* Exercise goal *
From the line containing "Locate the green" through the last line of the entries below, repeat each line word for word and leave out the rest.

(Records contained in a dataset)
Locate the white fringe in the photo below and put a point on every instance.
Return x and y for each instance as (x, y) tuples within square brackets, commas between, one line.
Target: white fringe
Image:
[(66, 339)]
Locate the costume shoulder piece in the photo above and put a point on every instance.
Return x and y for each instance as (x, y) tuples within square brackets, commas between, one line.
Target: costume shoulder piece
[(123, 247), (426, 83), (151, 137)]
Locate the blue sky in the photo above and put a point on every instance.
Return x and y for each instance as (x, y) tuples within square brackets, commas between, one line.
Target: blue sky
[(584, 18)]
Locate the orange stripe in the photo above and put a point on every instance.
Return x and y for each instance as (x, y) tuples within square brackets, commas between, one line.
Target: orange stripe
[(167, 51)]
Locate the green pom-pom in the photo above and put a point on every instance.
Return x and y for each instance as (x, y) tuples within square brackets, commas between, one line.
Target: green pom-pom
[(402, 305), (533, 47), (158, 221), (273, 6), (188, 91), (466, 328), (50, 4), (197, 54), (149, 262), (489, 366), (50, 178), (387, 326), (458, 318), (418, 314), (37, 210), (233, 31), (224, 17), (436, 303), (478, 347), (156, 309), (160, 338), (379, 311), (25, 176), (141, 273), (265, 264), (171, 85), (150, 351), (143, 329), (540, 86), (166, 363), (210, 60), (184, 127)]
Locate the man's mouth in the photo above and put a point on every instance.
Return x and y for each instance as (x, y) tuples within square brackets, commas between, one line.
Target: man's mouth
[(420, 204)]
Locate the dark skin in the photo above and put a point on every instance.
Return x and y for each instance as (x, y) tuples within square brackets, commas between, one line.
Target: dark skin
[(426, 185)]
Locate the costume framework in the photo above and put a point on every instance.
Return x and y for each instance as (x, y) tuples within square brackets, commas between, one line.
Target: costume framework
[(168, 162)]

* Result of the exercise *
Locate the green pom-pom in the photo above and put a point on every instance.
Return x and y for each instance as (x, y) tuples within square brackets, commas between, one line.
Target: green pom-pom
[(402, 305), (533, 47), (158, 221), (273, 6), (188, 91), (466, 328), (50, 4), (197, 54), (149, 262), (489, 366), (50, 178), (387, 326), (458, 318), (418, 314), (37, 210), (233, 31), (224, 17), (436, 303), (478, 347), (156, 309), (160, 338), (379, 311), (25, 176), (141, 273), (265, 264), (171, 85), (150, 351), (143, 329), (540, 86), (166, 363), (210, 60), (184, 127)]
Locate the man's mouth in the photo above and put a point on every instance.
Return x and y for each instance as (x, y) tuples within square brackets, commas between, one line.
Target: man's mouth
[(420, 204)]
Locate the dark skin in the photo above and put a point on every instance.
Return x and y for each instance as (x, y) tuples within square brackets, commas between, one line.
Target: dark skin
[(426, 185)]
Locate the costume framework in the photo above and put a point on every instance.
Return x and y for each instance as (x, y) tuples within square brackets, commas between, one line.
Target: costume framework
[(168, 162)]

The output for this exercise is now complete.